> _INSTRUCTIONS TO FOLLOW_
The lines to copy are those in the records below that hold the word "with".

> _SUPPLIED INFORMATION_
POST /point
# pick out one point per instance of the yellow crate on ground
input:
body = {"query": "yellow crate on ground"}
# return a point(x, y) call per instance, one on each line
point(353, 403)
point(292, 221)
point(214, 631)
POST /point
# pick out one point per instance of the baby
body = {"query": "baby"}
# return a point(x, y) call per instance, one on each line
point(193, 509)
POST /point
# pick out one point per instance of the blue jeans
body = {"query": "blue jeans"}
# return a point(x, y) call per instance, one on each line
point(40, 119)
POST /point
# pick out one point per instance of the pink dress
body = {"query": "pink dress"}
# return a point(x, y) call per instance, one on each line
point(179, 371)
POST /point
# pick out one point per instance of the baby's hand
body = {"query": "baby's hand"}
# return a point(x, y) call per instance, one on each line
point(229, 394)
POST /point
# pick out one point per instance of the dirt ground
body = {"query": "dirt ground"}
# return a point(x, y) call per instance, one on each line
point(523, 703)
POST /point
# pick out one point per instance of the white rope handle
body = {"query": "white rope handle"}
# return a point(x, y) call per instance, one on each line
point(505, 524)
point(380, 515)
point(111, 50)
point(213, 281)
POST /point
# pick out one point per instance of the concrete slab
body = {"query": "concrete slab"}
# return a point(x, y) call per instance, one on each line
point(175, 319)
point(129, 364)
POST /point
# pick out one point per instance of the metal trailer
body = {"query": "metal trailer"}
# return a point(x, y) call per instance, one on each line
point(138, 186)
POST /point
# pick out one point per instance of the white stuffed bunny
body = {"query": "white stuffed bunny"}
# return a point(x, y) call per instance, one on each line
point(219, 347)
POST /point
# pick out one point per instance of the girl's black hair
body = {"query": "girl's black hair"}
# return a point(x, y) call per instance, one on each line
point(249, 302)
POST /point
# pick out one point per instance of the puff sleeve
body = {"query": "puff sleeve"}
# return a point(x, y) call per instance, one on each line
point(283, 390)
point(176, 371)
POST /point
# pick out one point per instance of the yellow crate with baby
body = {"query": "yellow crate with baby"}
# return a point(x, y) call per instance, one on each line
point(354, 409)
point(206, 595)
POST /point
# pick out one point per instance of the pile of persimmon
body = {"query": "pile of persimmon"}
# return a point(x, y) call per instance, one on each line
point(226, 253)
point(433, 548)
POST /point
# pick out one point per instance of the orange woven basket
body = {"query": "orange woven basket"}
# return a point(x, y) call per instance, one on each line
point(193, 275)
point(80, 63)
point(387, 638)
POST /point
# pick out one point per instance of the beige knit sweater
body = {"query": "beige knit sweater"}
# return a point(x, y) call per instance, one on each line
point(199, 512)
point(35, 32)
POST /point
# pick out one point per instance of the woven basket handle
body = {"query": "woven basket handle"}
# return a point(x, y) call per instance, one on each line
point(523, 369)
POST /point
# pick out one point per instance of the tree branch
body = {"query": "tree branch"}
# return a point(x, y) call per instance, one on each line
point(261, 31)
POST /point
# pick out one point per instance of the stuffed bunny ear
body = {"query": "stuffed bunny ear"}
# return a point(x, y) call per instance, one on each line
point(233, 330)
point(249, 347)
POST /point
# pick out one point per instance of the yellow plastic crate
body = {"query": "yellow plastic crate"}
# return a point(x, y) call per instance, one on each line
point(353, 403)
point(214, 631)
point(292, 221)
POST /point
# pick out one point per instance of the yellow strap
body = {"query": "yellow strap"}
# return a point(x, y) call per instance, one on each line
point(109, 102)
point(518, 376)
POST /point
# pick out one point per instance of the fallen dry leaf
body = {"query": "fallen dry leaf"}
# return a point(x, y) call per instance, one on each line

> _SOLUTION FOR THIS PROBLEM_
# pick out one point per instance of the yellow crate with baby
body = {"query": "yellow crate with baby"}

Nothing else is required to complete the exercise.